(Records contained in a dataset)
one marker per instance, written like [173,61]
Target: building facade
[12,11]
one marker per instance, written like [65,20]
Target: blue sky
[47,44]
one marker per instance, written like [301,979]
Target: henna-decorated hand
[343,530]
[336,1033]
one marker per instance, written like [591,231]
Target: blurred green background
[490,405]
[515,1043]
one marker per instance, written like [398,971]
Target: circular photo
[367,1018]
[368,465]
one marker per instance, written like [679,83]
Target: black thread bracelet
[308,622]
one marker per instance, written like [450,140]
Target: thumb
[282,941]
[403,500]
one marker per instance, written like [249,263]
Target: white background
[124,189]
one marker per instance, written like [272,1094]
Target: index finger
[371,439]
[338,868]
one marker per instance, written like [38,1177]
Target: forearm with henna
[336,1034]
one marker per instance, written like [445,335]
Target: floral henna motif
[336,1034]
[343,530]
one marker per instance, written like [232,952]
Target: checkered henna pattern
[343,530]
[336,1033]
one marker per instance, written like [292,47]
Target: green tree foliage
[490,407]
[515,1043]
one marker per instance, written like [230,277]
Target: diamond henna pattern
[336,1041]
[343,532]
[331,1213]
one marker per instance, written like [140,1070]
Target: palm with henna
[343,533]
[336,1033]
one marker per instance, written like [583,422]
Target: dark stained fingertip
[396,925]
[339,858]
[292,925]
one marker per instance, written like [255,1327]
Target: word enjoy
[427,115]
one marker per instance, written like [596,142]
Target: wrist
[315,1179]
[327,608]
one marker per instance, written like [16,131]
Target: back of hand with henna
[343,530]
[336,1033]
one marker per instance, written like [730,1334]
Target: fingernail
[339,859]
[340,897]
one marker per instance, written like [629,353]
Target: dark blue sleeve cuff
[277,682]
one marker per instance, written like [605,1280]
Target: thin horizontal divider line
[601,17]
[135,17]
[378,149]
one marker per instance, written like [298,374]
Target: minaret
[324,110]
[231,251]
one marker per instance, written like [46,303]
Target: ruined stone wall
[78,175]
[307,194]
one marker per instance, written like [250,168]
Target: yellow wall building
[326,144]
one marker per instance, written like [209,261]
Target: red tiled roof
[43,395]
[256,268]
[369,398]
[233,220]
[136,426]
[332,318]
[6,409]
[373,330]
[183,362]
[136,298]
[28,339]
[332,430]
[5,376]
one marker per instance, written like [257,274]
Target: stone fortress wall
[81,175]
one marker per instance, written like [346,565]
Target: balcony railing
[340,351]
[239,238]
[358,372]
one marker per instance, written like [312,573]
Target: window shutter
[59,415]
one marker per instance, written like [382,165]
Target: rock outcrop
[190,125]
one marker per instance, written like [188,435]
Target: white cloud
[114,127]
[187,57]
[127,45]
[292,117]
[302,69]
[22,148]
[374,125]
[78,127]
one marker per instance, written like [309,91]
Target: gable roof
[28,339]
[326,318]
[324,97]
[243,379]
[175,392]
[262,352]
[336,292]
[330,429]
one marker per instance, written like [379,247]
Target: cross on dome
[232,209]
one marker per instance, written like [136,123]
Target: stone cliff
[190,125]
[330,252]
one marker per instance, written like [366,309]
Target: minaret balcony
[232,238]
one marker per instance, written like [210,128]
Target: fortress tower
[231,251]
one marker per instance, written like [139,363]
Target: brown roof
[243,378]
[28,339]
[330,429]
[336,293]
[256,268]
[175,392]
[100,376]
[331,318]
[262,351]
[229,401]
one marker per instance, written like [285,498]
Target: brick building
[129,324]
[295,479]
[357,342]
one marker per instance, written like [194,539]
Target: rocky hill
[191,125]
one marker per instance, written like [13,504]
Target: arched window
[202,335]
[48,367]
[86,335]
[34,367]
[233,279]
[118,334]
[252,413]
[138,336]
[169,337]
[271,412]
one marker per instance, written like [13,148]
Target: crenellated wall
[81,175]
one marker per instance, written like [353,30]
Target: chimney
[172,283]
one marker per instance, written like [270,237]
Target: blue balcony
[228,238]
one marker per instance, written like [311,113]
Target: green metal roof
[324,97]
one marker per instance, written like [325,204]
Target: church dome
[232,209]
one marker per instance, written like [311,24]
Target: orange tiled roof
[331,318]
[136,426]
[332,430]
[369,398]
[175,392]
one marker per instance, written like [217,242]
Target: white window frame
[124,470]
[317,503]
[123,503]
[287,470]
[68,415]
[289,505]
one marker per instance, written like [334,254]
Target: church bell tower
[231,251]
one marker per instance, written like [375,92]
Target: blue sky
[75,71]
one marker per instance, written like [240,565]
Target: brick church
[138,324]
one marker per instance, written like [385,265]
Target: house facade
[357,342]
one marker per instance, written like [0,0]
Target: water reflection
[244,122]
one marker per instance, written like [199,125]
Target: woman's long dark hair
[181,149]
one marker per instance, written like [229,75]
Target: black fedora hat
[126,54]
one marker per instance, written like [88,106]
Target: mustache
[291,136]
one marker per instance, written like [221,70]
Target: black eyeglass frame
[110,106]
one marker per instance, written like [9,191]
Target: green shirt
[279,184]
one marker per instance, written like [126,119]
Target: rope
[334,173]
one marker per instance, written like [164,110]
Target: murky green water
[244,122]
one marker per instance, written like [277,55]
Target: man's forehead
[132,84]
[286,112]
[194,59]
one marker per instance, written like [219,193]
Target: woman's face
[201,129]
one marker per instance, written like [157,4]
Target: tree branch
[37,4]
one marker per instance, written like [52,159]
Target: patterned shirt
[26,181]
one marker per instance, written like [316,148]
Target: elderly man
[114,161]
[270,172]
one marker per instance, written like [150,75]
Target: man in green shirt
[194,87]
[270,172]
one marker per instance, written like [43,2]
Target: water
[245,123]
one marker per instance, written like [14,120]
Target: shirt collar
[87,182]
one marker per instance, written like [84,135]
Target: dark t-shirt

Exercise prompt:
Looking back over the data above, restate word for word the lines that begin at the line with "one marker per instance, written like [46,303]" and end at the line with "one marker per instance, written like [346,565]", inclusive.

Output of the exercise:
one marker per instance, written like [46,303]
Target: ruined stone wall
[78,175]
[307,194]
one marker per instance, written like [250,168]
Target: yellow wall building
[326,144]
one marker per instance, written like [209,261]
Target: red tiled roof
[43,395]
[256,268]
[369,398]
[233,220]
[136,426]
[332,318]
[6,409]
[373,330]
[183,362]
[136,298]
[28,339]
[332,430]
[5,376]
one marker per instance, written like [257,274]
Target: stone fortress wall
[81,175]
one marker per instance, written like [346,565]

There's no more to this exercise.